## Textausschnitt
————

29. Juli 2005

Zusatzausstattung Empfindsamkeit

 

Die Feier der Beschreibungskunst ist Ricarda Junges Sache nicht. Steifbeinig bewegt sich der Text ihres Romans „Kein fremdes Land“ über geschotterte Lebenswege. Gleich bleibend lapidare Berichterstattung bringt die Handlung träge voran und den Leser in Szenen, die in ihrer spezifisch US-amerikanischen Tristesse aus Literatur und Film wohlbekannt sind, aber deshalb noch lange nichts von ihrer Schwere und verhexten Bewegungslosigkeit eingebüßt haben.

 

Dies ist ein Buch für Europäer, die – von kleinteiligem Stumpfsinn der alten Welt überfressen – lieber die breitspurige Hoffnungslosigkeit der Fastfood-Ketten der Neuen Welt goutieren und der unendlich weiten Parkplatzmelancholie der Schlafstädte mehr Welthaltigkeit zubilligen als dem deutschen Frust im Winkel.

————

## Aufgabe A
Tausche in den Einträgen von der Zeile mit „[point] green foliage“ bis zum Ende der Einträge „foliage“ gegen „leaves“ aus und gib nur diese Zeilen wieder.

## Einträge

————

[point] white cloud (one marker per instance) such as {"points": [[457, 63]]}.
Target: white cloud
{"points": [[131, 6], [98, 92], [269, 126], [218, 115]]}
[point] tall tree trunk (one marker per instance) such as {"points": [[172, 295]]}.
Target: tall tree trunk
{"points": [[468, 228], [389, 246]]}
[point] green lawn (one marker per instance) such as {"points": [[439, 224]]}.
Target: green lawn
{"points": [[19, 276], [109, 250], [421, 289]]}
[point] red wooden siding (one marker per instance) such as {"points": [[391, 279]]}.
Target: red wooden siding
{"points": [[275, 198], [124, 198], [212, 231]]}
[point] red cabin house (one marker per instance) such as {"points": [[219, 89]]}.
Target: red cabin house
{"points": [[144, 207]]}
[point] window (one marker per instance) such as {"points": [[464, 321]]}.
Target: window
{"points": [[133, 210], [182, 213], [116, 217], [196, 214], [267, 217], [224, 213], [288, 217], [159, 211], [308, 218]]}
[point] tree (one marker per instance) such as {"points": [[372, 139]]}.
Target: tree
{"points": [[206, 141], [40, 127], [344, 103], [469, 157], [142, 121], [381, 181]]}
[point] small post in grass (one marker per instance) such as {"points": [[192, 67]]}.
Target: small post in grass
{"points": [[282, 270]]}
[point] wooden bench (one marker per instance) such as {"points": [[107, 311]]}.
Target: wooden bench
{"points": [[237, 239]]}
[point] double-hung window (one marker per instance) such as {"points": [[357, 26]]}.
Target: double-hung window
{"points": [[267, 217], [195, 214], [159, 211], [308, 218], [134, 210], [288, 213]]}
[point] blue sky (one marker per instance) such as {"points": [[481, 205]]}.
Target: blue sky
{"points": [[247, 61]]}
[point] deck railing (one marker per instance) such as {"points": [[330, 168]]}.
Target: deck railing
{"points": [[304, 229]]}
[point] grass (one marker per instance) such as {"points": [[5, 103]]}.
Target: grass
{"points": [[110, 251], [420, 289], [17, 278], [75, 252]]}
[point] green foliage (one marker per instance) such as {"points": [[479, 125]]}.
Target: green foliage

————

## Aufgabe B
Stimmen diese Aussagen mit der Buchbesprechung überein? Beantworte jede mit Ja oder Nein und belege sie mit den entscheidenden Worten des Textes.
(i) Die Feier der Beschreibungskunst ist Ricarda Junges Sache.
(ii) Die Handlung des Romans kommt zügig voran.
(iii) Das Buch richtet sich an Europäer.

## Lösung A
[point] green leaves (one marker per instance) such as {"points": [[479, 125]]}.
Target: green leaves

## Lösung B
(i) Nein: „Die Feier der Beschreibungskunst ist Ricarda Junges Sache nicht.“
(ii) Nein: „bringt die Handlung träge voran“
(iii) Ja: „Dies ist ein Buch für Europäer“